▶ [Listed entries]:

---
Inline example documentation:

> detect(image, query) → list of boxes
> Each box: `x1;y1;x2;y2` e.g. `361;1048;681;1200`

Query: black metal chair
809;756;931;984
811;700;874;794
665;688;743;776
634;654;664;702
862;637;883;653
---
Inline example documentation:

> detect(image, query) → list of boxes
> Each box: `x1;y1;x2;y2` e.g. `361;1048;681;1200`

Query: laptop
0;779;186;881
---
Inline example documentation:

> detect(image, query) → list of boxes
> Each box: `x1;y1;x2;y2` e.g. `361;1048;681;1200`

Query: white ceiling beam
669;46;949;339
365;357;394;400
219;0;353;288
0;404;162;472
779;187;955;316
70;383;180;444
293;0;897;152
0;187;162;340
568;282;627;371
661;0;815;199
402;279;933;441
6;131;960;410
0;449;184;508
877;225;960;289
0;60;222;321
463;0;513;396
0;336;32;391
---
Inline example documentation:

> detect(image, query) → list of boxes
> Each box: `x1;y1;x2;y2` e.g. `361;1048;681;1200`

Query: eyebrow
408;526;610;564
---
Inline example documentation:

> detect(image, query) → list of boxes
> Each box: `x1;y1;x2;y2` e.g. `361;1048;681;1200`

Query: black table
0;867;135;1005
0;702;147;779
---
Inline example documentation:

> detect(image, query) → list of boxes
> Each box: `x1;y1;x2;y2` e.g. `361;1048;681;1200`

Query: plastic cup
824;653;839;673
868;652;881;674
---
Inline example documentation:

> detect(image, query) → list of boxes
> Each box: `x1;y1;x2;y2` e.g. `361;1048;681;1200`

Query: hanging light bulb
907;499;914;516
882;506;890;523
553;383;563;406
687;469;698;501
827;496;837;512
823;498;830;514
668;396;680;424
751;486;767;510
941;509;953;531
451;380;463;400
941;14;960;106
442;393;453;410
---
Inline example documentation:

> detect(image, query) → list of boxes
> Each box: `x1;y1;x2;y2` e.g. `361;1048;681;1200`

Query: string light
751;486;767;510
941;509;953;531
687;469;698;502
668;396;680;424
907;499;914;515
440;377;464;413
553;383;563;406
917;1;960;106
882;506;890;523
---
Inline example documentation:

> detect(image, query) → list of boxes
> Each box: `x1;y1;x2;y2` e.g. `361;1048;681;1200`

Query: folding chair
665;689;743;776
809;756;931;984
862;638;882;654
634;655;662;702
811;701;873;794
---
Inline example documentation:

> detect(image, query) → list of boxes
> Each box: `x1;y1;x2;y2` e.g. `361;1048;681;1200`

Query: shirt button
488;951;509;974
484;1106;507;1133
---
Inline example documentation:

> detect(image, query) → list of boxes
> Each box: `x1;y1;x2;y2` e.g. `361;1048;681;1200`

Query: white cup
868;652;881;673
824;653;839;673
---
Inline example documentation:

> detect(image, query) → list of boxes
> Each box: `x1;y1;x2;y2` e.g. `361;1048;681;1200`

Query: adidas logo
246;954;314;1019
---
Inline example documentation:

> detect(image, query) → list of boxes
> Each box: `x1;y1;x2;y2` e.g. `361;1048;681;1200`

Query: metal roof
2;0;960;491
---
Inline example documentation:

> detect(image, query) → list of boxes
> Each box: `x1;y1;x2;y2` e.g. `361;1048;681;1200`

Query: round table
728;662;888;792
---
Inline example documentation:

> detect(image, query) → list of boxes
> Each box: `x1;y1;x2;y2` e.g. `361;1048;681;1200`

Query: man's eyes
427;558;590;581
* * *
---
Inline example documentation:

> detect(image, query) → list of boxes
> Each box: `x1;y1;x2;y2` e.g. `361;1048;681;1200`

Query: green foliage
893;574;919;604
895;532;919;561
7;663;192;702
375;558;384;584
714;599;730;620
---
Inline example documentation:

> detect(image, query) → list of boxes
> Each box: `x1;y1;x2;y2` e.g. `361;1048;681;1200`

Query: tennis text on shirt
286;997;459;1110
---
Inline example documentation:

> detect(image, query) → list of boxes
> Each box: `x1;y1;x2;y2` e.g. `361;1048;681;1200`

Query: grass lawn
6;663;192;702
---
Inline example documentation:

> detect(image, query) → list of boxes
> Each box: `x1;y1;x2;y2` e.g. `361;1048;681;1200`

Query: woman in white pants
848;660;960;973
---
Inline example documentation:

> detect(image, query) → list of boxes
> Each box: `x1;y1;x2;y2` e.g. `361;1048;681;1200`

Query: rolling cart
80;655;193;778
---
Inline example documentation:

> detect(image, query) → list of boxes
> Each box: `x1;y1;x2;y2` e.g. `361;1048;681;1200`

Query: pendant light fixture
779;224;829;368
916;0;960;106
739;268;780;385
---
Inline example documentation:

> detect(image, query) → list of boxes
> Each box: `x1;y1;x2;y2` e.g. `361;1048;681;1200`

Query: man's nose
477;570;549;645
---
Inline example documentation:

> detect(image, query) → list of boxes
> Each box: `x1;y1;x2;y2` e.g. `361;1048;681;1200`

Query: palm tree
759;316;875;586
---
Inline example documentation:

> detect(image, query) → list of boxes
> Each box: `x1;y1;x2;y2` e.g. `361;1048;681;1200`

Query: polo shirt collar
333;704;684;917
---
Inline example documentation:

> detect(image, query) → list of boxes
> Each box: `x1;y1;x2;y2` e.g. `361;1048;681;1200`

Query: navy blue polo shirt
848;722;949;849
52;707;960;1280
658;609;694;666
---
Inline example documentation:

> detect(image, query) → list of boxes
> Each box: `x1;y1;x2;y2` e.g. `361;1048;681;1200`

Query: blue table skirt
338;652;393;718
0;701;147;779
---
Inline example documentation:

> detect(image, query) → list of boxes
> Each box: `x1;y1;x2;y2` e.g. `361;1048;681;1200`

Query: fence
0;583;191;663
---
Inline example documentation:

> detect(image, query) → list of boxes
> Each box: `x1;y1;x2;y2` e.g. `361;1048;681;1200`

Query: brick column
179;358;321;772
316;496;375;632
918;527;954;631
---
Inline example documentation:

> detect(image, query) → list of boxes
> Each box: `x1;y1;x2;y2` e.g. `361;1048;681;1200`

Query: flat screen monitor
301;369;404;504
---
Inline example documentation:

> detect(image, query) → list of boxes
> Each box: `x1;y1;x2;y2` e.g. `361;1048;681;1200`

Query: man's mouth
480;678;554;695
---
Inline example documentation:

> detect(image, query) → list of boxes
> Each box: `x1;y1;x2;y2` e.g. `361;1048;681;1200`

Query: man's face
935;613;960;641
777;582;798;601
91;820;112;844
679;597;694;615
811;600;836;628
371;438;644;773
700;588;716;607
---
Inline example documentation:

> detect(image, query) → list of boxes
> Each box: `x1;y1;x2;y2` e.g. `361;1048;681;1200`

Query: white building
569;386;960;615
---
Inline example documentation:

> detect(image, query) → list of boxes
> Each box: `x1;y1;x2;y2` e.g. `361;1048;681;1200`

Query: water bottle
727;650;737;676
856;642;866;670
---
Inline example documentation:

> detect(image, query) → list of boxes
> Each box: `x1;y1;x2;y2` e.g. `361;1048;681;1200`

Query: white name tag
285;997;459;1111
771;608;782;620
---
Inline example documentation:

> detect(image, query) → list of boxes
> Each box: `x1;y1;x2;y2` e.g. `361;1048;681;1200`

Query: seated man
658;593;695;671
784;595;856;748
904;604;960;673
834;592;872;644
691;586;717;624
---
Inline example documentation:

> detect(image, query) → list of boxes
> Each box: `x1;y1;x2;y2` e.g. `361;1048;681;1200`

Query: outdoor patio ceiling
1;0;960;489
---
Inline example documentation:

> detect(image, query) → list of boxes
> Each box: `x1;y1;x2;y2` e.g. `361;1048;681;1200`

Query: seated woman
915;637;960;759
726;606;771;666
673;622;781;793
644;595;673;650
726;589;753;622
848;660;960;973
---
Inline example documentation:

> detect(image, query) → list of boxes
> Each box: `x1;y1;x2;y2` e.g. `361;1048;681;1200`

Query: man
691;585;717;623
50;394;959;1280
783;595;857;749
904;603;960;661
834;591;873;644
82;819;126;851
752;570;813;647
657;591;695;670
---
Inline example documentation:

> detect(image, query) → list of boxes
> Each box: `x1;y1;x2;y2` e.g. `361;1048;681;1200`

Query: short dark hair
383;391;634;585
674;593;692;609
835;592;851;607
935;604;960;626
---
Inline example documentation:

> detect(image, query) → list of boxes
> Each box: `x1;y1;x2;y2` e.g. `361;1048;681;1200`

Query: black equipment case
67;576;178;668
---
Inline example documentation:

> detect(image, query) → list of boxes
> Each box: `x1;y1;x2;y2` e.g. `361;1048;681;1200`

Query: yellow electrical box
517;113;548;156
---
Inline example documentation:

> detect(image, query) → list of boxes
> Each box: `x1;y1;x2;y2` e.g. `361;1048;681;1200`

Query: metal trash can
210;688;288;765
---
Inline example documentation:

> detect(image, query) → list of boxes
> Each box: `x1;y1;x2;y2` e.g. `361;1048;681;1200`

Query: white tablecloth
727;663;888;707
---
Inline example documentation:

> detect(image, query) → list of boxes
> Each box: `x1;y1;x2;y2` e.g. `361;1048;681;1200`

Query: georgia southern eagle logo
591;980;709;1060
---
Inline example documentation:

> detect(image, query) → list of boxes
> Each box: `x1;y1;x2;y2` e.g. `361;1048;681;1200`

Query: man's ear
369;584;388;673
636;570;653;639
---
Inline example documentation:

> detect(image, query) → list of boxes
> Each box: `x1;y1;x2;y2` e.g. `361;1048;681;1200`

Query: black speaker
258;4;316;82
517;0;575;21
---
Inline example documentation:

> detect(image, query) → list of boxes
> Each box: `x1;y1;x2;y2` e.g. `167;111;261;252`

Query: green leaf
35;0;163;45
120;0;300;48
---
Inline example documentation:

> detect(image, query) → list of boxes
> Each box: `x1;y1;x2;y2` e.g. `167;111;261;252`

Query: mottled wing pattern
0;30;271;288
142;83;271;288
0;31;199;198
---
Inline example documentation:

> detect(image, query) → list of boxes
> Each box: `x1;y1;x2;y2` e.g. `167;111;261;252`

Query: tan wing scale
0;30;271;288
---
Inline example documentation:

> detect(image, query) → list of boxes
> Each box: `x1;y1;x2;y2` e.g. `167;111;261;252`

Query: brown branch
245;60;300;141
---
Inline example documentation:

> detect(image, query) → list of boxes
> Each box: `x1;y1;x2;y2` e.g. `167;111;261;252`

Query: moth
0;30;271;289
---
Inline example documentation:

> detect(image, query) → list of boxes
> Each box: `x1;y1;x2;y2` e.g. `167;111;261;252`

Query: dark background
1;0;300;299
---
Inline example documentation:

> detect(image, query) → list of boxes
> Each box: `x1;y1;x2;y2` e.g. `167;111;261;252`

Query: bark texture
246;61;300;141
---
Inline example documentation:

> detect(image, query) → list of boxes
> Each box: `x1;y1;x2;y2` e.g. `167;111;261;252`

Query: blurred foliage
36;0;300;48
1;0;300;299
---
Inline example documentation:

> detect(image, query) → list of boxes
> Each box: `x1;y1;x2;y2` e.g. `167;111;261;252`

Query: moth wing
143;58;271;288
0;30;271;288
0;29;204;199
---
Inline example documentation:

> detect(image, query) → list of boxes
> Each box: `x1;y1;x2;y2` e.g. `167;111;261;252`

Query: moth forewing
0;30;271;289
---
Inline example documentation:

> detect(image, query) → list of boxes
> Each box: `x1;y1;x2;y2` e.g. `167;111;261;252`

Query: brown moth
* * *
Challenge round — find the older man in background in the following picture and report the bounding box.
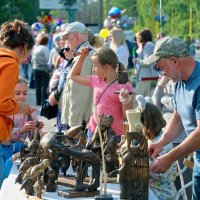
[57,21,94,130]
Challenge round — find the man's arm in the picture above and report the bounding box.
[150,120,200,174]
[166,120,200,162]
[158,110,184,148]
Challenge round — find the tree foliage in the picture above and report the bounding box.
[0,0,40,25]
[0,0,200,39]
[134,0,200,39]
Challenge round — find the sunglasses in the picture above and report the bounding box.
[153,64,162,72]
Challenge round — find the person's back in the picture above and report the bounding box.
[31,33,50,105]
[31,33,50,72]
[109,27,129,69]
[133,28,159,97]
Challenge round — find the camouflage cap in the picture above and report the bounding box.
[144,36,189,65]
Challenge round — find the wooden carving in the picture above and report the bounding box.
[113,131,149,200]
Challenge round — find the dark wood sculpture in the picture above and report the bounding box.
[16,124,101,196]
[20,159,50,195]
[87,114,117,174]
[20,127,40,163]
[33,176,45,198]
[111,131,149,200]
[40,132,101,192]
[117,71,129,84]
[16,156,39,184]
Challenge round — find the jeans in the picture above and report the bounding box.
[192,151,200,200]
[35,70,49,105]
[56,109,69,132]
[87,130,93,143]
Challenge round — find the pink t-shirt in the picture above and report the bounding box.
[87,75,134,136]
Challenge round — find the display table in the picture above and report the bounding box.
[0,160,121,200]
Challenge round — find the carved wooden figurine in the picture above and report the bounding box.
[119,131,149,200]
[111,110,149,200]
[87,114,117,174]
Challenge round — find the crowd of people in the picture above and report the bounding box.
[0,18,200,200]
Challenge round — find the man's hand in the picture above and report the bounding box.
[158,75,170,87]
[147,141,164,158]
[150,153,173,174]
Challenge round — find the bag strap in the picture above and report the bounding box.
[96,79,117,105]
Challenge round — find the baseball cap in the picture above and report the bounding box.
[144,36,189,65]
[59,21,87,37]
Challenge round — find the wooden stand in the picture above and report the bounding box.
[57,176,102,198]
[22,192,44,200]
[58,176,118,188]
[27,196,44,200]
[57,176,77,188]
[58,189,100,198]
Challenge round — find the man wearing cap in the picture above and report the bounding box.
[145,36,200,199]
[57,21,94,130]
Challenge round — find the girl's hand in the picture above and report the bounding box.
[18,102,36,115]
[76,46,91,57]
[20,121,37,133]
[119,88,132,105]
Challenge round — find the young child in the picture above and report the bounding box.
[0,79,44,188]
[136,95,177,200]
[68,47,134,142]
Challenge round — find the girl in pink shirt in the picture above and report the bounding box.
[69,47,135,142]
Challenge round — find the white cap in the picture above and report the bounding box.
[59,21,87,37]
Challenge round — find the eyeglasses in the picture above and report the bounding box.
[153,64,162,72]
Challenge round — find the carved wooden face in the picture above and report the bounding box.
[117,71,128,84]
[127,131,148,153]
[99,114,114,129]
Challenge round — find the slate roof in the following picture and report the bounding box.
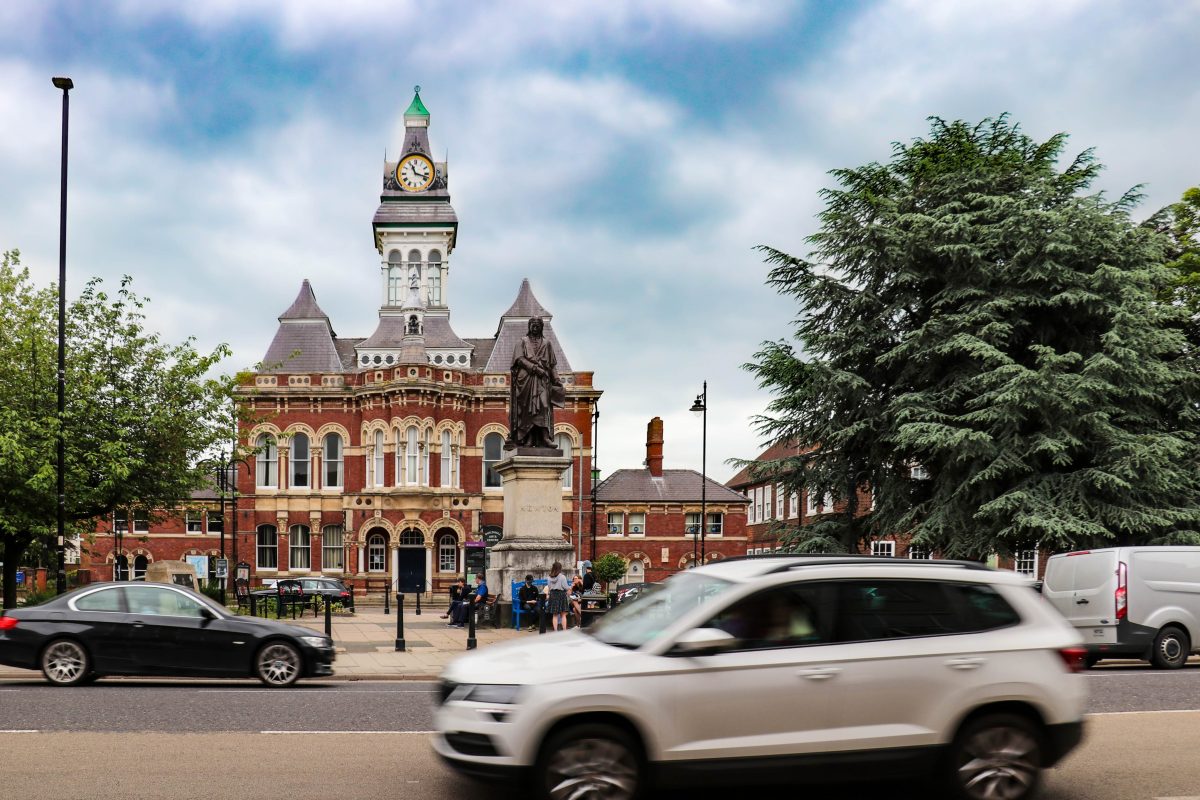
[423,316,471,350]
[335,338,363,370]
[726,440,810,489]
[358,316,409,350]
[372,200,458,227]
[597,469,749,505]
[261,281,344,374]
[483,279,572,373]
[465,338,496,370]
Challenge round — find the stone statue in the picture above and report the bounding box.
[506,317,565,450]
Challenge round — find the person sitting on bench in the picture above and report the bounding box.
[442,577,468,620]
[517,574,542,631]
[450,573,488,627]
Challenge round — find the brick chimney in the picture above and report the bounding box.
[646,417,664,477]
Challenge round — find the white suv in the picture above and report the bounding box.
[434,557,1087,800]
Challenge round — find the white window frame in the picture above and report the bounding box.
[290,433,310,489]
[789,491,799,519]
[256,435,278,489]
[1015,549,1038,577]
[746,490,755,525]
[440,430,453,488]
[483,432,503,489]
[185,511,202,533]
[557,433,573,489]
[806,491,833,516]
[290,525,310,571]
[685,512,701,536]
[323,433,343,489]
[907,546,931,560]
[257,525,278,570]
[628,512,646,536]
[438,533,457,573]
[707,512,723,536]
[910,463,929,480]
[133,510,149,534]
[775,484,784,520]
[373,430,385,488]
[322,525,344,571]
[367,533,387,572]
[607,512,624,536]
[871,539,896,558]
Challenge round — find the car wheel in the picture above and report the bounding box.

▶ [Task objective]: Could you reproduce, exactly, every line above from the line with "Challenge round — find the stone" to the line with "Challenge round — find the car wheel", and no other line? Both ends count.

▶ [Response area]:
Challenge round — find the stone statue in the picture above and report the bounding box.
[506,317,565,450]
Challenge round — find the person sitting on bench in the picture above and report the bounding box.
[442,577,468,620]
[517,574,542,631]
[450,573,488,627]
Challenge round — find the brick chimney in the picture above and report the bounding box.
[646,417,664,477]
Challenge round — find the white suv in the picture above and report the bounding box.
[434,557,1087,800]
Challenge round — find the white window frame in the picture above and report the bounding box.
[290,433,310,489]
[789,491,799,519]
[256,435,278,489]
[1015,549,1038,577]
[746,490,755,525]
[440,430,453,488]
[483,432,503,489]
[185,511,202,533]
[557,433,573,489]
[806,491,833,516]
[290,525,310,571]
[685,512,701,536]
[323,433,343,489]
[907,546,931,560]
[257,525,278,570]
[628,512,646,536]
[438,533,457,573]
[707,512,723,536]
[910,463,929,480]
[133,510,149,534]
[775,484,784,520]
[373,430,385,488]
[322,525,344,571]
[367,533,387,572]
[607,512,624,536]
[871,539,896,558]
Challenge round — find the car wheel in the picture above and report the bounding box.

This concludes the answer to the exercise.